## Text passage:
[BEGIN]
登录查看更多内容

High Availability Kubernetes Cluster with Ceph Storage Deployment

Reza Bojnordi

Site Reliability Engineer @ BCW Group | Solutions Architect Google Cloud and OpenStack and Ceph Storage

发布日期: 2025年3月4日

Introduction

This article covers the deployment of a high-availability Kubernetes cluster with load balancing, control plane redundancy, worker nodes, and Ceph storage integration. The setup ensures fault tolerance, scalability, and seamless data management.

Cluster Architecture

The architecture consists of:

Load Balancers: HAProxy and Keepalived for high availability.
Kubernetes Masters: Three master nodes for control plane redundancy.
Worker Nodes: Four worker nodes for application workloads.
Ceph Storage: Three Ceph nodes for distributed storage.

Node Details

Virtual IP (VIP)

Managed by Keepalived: 172.16.16.100

Deployment Steps

1. Setting Up Load Balancer Nodes

Install Keepalived & HAProxy
Configure HAProxy for API server load balancing
Configure Keepalived for high availability

2. Deploying Kubernetes Cluster

Disable swap and configure kernel parameters
Install Kubernetes packages
Initialize the cluster and join nodes
Deploy networking (Calico)

3. Deploying Ceph Storage

Install Cephadm
Bootstrap Ceph cluster
Add storage nodes and configure OSDs
Enable monitoring and dashboard

Detailed Installation Steps

1. Configuring Load Balancer Nodes

Install Keepalived & HAProxy

apt update && apt install -y keepalived haproxy

Configure Keepalived

Create a health check script /etc/keepalived/check_apiserver.sh:

cat > /etc/keepalived/check_apiserver.sh <<EOF
#!/bin/sh
errorExit() {
  echo "*** $@" 1>&2
  exit 1
}
curl --silent --max-time 2 --insecure https://localhost:6443/ -o /dev/null || errorExit "Error GET https://localhost:6443/"
if ip addr | grep -q 172.16.16.100; then
  curl --silent --max-time 2 --insecure https://172.16.16.100:6443/ -o /dev/null || errorExit "Error GET https://172.16.16.100:6443/"
fi
EOF
chmod +x /etc/keepalived/check_apiserver.sh

Create Keepalived configuration /etc/keepalived/keepalived.conf:

cat > /etc/keepalived/keepalived.conf <<EOF
vrrp_script check_apiserver {
  script "/etc/keepalived/check_apiserver.sh"
[END]
## Short problem A:
From the records, pull out each line that contains the word "water".

## Data to process:
[BEGIN]
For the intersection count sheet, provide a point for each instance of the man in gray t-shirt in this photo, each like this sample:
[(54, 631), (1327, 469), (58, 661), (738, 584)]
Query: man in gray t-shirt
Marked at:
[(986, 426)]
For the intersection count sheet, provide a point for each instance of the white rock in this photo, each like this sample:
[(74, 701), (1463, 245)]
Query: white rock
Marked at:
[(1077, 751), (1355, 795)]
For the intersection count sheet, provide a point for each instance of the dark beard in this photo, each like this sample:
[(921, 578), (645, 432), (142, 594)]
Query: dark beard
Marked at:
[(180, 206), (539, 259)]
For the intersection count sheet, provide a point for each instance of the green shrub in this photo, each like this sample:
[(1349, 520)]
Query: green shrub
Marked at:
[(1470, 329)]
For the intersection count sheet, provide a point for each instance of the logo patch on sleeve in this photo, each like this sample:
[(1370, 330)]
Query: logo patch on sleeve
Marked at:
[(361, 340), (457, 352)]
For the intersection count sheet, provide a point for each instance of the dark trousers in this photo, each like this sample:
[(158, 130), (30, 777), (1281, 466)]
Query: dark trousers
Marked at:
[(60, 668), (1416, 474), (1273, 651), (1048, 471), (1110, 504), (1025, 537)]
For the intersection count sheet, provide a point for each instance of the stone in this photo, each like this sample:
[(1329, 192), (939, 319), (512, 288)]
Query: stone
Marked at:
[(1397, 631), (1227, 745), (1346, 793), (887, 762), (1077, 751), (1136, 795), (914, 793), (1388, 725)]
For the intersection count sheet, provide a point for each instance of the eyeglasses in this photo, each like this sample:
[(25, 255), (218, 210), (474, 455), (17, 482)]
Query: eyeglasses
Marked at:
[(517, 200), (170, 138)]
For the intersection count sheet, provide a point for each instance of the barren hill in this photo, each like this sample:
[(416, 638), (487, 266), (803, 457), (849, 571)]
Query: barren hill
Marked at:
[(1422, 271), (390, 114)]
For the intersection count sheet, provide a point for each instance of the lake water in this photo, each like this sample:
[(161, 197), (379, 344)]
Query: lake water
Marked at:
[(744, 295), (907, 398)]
[END]
## Short problem B:
In the high-availability Kubernetes cluster article, how many worker nodes does the cluster architecture include?

## Full solution A:
For the intersection count sheet, provide a point for each instance of the lake water in this photo, each like this sample:
Query: lake water

## Full solution B:
Four worker nodes.